▸ **GIVEN TEXT**
While the manufacture of painkillers was highly profitable for Purdue, the abuse was dramatically costly to the U.S. economy. The Centers for Disease Control and Prevention estimated in 2018 that the total economic burden of prescription opioid abuse was $78.5 billion a year, including lost productivity, addiction treatment and criminal justice costs.

Those costs will never be recovered. But the Sacklers' fortunes, created by pushing highly addictive drugs, could be a source of some financial compensation and justice.

In pursuing these cases, governments also must be cautious that they don't lose focus on the current causes of the nation's overdose crisis.

The State

Aug. 24

ACC, SEC athletic conferences still plan to play this fall

The ACC and SEC athletic conferences - which have Clemson and South Carolina, respectively, as members - are going ahead with plans to play college football this fall amid the COVID-19 pandemic.

This is a bad idea.

Still.

Why?

The list of reasons is both long and damning.

NO REAL EVIDENCE

- Several college programs have already had numerous football players test positive for COVID-19 - including an SEC member, Vanderbilt, which has just halted practice sessions because of a coronavirus outbreak. And this is happening even before a single college football game has been played between two teams with scores of players coming into intense and continuous physical contact with each other.

- Only two major sports have been able to play games without being forced to cancel some due to positive COVID-19 tests - and that's because they're competing in bio-secure bubbles.

- A 2020 college football season won't be a truly legitimate one - not when two major conferences, the Big 10 and PAC-12, have wisely decided to postpone play until next spring.

Indeed, even legendary former Clemson head coach Danny Ford recently suggested that any national champion crowned during a fall 2020 season will have an "asterisk" next to its accomplishment.

If it's not possible to have all of the best teams playing in a competition, there's little point in carrying out a hollow shell of season full of "Yeah ... but" results and debates.

- Neither the SEC nor ACC has offered compelling evidence that football can be played in consistently safe fashion this fall - not unless you consider vague optimism and blustering comments by pandering politicians in states with ACC or SEC schools to be "compelling evidence."

- The medical community has largely scoffed at the dubious theory that college football players have lower odds of contracting COVID-19 than other college students.

- The callous "Oh, it's just like getting the flu" crowd is flat-out wrong when it contends that if a college football player does contract COVID-19, he'll quickly recover because of his elite physical condition.

There is plenty of powerful testimony to suggest otherwise - and it comes from the multitude of college players who are still struggling to regain full health after catching COVID-19.

WHY NOT WAIT?

The above list of reasons are all facts.

How can anyone objectively look at them and still make a persuasive case that it makes sense for the ACC and SEC to blindly plunge into a fall football season while COVID-19 remains a lethal threat?

Well, they can't.

Nor can they offer a good answer to this simple question:

What irreversible harm would occur if the ACC and SEC joined many of their peers and just put off football for a few more months?

Yes, Gov. Henry McMaster has said that it's "very important" for college football to be played in South Carolina.

But would college football in this state lose any importance, significance or economic value if it was played in January 2021 instead of next month?

No.

Would there really be long-lasting, transformational damage done to college football's place in South Carolina if we delayed it for four months - and bought more breathing space for both our state and country as we continue to fight a respiratory-based killer virus?

No.

So why not just wait?

STILL TIME

While the ACC and SEC remain fixated on starting their football seasons late next month, there is still time for them to abandon an undertaking so poorly reasoned that it takes one's breath away.

But they need to use that rapidly dwindling time in a wise way.

They should ponder the very serious potential consequences of playing football this fall - and call off their unwise plans to do so.

▸ **DATA SECTION**
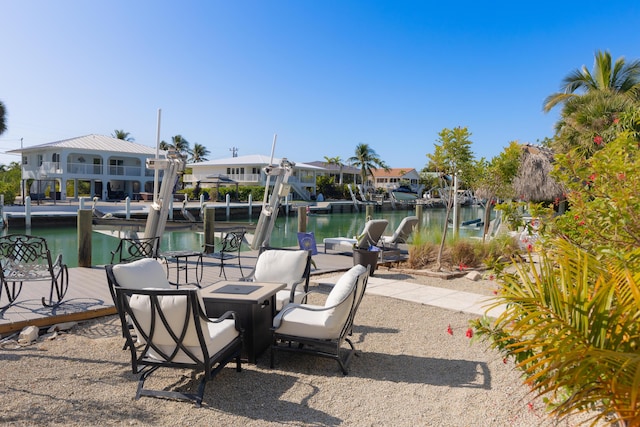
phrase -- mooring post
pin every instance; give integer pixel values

▸ **PROMPT**
In one to three sentences, explain why the text about the ACC and SEC football plans says a 2020 college football season won't be a truly legitimate one. The material has no connection to the text about the ACC and SEC football plans.

▸ **REPLY**
Two major conferences, the Big 10 and PAC-12, have decided to postpone play until next spring, so not all of the best teams would be competing. The text argues that such a season would be a hollow shell full of "Yeah ... but" results and debates.